Natural language region descriptions:
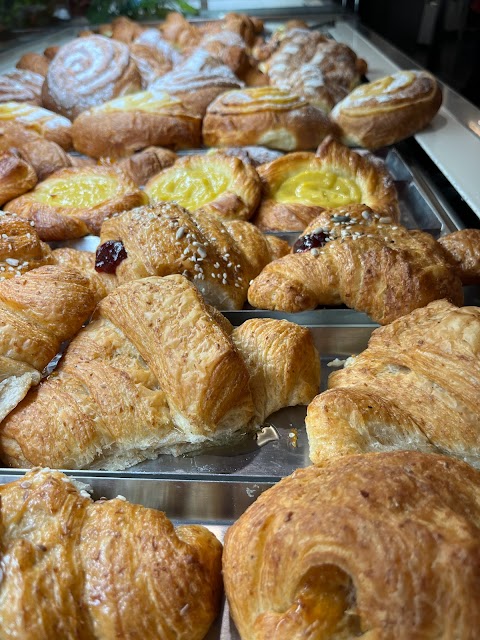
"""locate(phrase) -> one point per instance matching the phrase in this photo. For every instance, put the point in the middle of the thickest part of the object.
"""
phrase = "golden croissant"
(159, 371)
(357, 257)
(219, 257)
(416, 386)
(383, 546)
(111, 570)
(38, 311)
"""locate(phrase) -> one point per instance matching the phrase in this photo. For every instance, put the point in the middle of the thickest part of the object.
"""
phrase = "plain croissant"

Task prompt: Without including any picture, set down every line above exactly as it stands.

Expected answer:
"""locate(phrase) -> one point per instance matching the phrase in this photo. For every instance, put the point in the middle of the thickest part of the object.
"""
phrase = "golden croissant"
(159, 371)
(357, 257)
(219, 257)
(416, 386)
(383, 546)
(111, 570)
(38, 311)
"""locate(phrase) -> one point per instance matching the phrase in this photo. For every instance, put the point in the middle of the thickest part of the object.
"""
phrase = "plain croissant"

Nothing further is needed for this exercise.